* Text passage:
____

Ellen Johnson Sirleaf
President of Liberia
Born October 29, 1938, in Monrovia, Liberia; married James Sirleaf, c. 1955 (divorced); children: four sons. Education: Madison Business College, BBA (accounting), 1964; University of Colorado, BA (economics), 1970; Harvard University, MPA, 1971.
Addresses: Office —c/o Embassy of Liberia, 5201 16th St. NW, Washington, DC 20011.
Worked for the World Bank, 1970s; finance minister of Liberia, 1979–80; president of the Liberian National Bank, 1980s; vice-president and Africa representative for Citibank, 1980s; elected to Liberian Senate (did not serve), 1985; Africa director for the United Nations Development Program, 1990s; ran unsuccessfully for presidency of Liberia, 1996; head of Liberia's Governance Reform Commission, c. 2003–05; elected president of Liberia, 2005; inaugurated, 2006.
Member: Organization for African Unity on the Rwandan genocide panel, late 1990s–early 2000s.
When Ellen Johnson Sirleaf was inaugurated president of Liberia in January of 2006, she not only became the first elected female president in Africa, but also the focus of hope for a country that had seen little of it for 26 years. Since a 1980 coup, Liberia, a nation of three million people in West Africa, had suffered through military dictatorships and civil wars that left it impoverished, indebted, and in mourning. More than 250,000 Liberians had died in the civil wars of the 1990s and early 2000s, and hundreds of thousands more had been displaced. Sirleaf, a Harvard-educated economist, was elected on promises to root out the widespread corruption in the government and redevelop the country. She had a daunting task ahead of her, with most of the country unemployed, without schools, electricity, or running water. But Liberians, who had followed her career opposing Liberia's scheming past leaders, had placed their hopes on her. Her two popular nicknames, "Ma" and the "Iron Lady," reflected the combination of feminine caring and political toughness she projected.
Sirleaf was born in Monrovia, the capital of Liberia, in 1938. Her mother was a teacher who would travel by canoe from one school to another. Sirleaf studied in Liberian schools, then went to the United States to earn three more degrees. She worked as a waitress and at a drugstore in Madison, Wisconsin, while attending business school there, then earned a degree in economics from the University of Colorado and a master's degree in public administration from Harvard University. Meanwhile, her early marriage to James Sirleaf produced four sons but ended in divorce.

____

* Data shown:
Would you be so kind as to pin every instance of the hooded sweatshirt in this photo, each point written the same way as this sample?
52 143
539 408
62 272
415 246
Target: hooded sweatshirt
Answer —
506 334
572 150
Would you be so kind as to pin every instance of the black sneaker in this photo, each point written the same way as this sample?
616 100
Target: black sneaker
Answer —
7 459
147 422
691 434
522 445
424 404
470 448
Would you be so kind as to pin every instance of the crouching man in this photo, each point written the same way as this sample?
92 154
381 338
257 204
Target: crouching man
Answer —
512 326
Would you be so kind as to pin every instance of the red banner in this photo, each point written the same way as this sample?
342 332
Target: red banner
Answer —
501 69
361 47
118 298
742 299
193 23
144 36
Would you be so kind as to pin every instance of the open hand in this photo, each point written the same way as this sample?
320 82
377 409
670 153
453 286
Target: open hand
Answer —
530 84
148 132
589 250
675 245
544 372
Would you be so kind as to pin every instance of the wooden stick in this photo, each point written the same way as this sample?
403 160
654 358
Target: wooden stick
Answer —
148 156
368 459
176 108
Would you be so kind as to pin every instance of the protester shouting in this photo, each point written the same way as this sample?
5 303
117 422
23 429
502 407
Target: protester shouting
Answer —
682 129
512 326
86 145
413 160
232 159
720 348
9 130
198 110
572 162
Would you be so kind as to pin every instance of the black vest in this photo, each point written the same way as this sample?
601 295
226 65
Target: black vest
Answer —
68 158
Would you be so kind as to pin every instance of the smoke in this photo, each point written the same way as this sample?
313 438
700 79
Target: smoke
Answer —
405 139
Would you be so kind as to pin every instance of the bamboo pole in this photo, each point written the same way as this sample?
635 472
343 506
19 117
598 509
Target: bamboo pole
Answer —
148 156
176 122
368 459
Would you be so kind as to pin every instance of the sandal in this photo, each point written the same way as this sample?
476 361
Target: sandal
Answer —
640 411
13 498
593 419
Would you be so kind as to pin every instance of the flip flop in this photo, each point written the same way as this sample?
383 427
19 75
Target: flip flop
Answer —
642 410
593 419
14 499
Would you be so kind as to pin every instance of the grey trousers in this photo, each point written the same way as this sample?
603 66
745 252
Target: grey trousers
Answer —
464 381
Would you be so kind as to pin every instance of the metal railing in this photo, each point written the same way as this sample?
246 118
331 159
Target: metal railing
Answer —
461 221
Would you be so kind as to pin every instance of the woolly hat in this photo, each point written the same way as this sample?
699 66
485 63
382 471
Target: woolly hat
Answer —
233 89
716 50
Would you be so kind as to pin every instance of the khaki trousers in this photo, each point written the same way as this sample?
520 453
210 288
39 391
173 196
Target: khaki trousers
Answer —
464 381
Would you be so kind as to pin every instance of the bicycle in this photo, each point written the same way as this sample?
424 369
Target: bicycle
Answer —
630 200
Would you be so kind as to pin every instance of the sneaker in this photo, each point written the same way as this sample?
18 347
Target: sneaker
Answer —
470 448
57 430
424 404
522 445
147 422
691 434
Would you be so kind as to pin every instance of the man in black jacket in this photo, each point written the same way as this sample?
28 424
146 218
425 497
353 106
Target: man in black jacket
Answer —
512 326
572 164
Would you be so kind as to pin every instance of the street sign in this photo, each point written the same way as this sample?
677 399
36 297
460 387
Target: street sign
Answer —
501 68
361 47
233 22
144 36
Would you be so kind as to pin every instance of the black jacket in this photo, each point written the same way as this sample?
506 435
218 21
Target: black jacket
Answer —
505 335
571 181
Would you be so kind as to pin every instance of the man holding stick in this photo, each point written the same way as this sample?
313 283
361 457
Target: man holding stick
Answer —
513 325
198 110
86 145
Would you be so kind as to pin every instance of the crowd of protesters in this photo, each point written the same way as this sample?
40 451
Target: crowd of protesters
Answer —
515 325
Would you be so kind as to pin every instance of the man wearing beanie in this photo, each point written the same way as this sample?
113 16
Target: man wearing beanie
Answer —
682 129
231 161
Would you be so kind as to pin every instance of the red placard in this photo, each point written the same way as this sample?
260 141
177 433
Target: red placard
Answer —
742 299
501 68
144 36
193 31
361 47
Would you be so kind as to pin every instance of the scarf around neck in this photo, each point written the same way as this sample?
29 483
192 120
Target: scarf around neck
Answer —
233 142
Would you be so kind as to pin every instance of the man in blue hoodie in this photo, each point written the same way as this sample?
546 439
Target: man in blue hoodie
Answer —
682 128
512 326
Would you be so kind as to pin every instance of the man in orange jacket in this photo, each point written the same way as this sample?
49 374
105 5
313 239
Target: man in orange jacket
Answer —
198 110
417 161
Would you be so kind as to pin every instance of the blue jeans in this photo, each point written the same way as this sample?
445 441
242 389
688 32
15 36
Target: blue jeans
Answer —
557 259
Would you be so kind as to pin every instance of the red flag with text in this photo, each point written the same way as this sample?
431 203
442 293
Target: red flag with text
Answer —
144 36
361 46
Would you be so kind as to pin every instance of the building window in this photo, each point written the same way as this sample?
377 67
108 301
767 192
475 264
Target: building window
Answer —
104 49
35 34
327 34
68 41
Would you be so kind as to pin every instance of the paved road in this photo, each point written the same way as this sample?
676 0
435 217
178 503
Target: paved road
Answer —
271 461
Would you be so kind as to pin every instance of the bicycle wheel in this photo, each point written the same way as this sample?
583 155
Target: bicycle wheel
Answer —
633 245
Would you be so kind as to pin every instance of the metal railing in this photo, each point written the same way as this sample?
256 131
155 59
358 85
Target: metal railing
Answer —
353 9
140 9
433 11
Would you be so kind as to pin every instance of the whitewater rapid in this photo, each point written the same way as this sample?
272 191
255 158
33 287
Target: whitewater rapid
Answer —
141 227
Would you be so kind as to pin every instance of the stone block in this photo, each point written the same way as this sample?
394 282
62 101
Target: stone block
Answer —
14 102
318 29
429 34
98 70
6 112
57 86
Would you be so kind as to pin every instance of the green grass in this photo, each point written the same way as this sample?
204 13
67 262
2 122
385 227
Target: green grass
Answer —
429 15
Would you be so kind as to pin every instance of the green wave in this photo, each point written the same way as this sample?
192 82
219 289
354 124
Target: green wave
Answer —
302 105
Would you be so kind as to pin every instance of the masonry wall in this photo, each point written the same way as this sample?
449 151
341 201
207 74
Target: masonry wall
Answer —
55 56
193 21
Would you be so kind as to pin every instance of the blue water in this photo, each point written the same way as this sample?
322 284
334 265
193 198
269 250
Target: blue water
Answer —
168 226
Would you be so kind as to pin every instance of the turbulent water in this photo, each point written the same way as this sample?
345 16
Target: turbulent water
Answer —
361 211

____

* Problem to work on: Can you reproduce, word for word, the portion of the Ellen Johnson Sirleaf profile between "Addresses: Office —c/o" and "2005; inaugurated, 2006.", inclusive?

* Full output:
Addresses: Office —c/o Embassy of Liberia, 5201 16th St. NW, Washington, DC 20011.
Worked for the World Bank, 1970s; finance minister of Liberia, 1979–80; president of the Liberian National Bank, 1980s; vice-president and Africa representative for Citibank, 1980s; elected to Liberian Senate (did not serve), 1985; Africa director for the United Nations Development Program, 1990s; ran unsuccessfully for presidency of Liberia, 1996; head of Liberia's Governance Reform Commission, c. 2003–05; elected president of Liberia, 2005; inaugurated, 2006.